## Short problem:
Count the lines in the items below that contain the string "metal". Case counts. Give only the number.

## Material supplied:

┌────────

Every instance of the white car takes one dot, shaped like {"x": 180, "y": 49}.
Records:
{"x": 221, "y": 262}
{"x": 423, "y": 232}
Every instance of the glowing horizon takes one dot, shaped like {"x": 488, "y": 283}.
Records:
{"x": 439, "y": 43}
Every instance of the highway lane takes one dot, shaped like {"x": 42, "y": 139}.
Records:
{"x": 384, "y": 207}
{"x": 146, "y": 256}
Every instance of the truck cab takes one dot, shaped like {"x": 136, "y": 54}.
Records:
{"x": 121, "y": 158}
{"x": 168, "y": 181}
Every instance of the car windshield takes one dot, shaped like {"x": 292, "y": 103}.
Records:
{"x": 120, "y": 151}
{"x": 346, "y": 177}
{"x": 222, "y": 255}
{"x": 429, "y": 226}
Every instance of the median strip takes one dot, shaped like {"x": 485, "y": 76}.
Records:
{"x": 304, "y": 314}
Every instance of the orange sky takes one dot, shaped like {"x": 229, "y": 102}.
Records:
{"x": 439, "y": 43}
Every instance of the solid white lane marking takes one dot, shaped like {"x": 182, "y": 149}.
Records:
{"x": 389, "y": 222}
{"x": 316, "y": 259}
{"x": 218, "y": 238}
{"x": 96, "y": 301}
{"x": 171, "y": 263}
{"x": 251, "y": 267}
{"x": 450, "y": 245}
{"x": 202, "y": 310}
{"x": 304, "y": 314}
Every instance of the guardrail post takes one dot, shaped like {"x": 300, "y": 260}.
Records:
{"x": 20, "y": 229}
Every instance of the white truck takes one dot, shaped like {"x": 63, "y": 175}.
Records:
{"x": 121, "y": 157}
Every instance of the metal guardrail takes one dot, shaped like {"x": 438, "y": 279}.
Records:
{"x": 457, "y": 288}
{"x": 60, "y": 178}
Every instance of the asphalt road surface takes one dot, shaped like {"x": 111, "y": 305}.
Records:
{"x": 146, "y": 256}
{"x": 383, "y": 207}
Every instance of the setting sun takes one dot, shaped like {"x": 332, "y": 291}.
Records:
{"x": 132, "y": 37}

└────────
┌────────

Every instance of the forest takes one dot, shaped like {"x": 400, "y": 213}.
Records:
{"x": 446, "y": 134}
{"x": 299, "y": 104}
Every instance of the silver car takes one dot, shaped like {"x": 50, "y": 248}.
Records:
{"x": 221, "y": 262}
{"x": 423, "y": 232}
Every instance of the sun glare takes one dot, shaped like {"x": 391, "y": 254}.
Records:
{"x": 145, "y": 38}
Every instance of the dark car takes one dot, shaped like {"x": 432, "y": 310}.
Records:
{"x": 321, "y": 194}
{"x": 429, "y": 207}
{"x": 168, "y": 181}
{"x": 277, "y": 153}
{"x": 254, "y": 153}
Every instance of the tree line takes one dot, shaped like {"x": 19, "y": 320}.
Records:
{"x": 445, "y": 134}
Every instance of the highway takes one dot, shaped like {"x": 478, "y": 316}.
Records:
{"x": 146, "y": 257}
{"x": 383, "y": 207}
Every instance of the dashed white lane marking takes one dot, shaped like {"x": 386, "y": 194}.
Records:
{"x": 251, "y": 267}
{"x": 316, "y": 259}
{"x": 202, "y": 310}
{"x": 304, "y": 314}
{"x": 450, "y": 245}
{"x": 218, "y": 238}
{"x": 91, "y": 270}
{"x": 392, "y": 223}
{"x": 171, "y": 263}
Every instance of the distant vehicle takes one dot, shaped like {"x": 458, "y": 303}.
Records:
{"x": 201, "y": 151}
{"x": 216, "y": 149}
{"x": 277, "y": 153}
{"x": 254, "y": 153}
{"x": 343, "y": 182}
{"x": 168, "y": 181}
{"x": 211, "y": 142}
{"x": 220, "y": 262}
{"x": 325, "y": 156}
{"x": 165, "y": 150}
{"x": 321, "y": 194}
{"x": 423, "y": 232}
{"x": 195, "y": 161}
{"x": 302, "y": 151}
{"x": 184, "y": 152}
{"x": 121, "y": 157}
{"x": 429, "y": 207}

└────────
┌────────

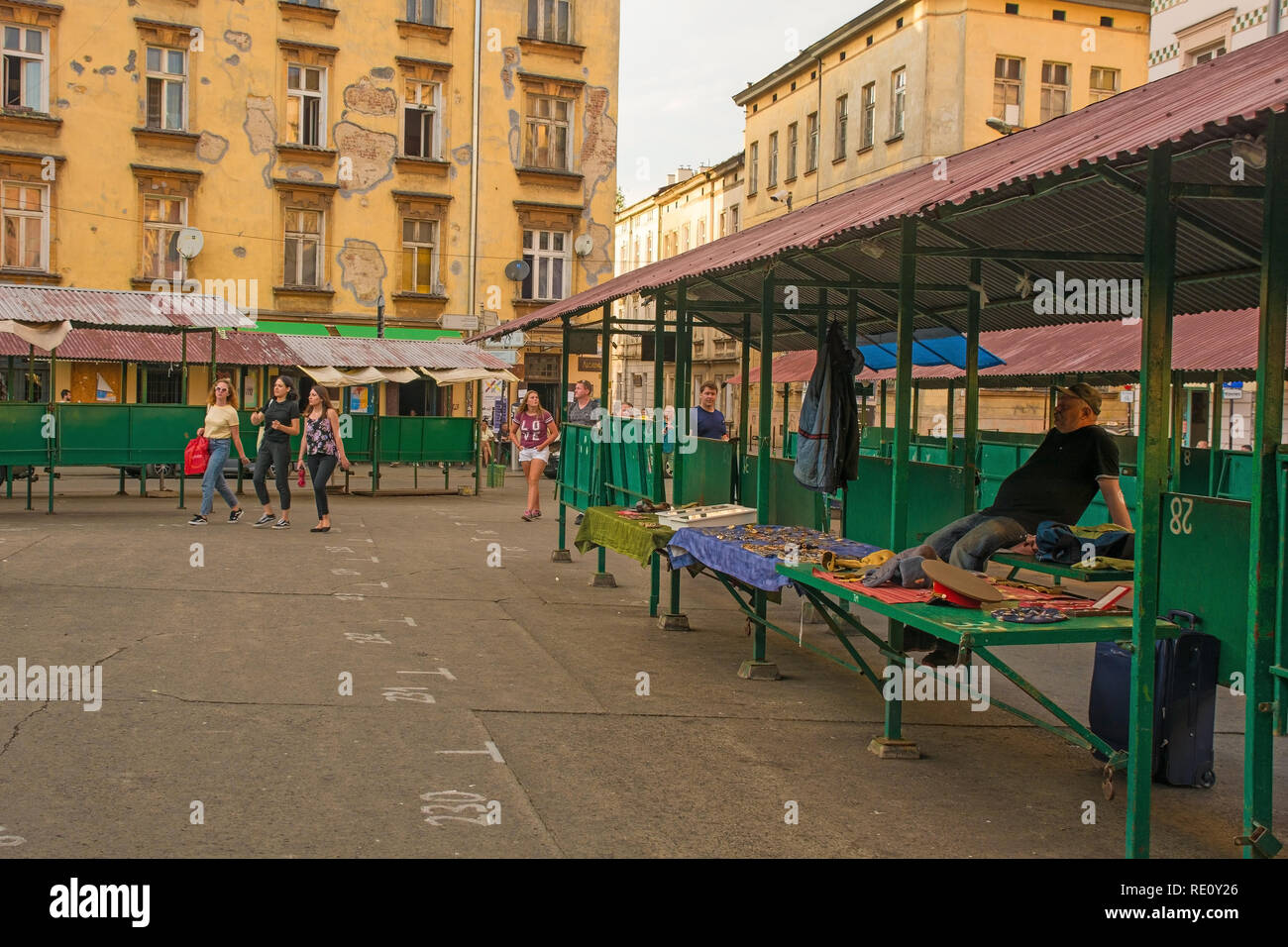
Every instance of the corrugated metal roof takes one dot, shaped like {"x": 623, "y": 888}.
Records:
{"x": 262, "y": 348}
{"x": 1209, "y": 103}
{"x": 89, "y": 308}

└────────

## Answer in full:
2